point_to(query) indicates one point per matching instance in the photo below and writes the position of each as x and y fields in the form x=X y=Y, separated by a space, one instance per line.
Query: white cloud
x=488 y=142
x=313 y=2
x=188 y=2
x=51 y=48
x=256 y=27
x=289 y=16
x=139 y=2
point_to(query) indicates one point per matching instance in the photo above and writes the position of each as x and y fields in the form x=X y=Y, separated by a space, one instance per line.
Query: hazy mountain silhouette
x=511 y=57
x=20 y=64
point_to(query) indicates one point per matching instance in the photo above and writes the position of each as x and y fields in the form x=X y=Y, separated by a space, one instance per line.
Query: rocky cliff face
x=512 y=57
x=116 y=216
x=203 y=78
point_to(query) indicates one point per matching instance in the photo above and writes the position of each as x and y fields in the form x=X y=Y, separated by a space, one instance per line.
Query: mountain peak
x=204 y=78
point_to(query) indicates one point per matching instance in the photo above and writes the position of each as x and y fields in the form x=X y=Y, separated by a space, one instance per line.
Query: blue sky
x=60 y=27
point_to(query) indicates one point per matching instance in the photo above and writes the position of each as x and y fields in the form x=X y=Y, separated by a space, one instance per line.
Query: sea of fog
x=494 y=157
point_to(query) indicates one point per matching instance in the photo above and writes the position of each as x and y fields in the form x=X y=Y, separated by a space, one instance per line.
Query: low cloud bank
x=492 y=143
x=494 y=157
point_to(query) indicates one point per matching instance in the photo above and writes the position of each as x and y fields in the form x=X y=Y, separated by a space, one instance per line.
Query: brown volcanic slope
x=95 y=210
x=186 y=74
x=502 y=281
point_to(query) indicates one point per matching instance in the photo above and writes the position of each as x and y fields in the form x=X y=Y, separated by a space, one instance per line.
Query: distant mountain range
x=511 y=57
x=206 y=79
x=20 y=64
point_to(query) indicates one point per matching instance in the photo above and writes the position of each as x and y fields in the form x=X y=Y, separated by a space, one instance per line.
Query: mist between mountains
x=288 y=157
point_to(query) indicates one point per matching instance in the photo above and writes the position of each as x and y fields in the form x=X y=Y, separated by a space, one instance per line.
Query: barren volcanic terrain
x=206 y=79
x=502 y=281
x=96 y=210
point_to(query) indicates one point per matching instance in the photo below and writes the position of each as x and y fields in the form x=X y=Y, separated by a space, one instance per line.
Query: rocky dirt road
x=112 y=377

— What the task asks —
Extract every line from the rows above that contains the string "cloud", copying each line in full. Uppercase and lowercase letters count as different.

— Reply to the task —
Query: white cloud
Query: low cloud bank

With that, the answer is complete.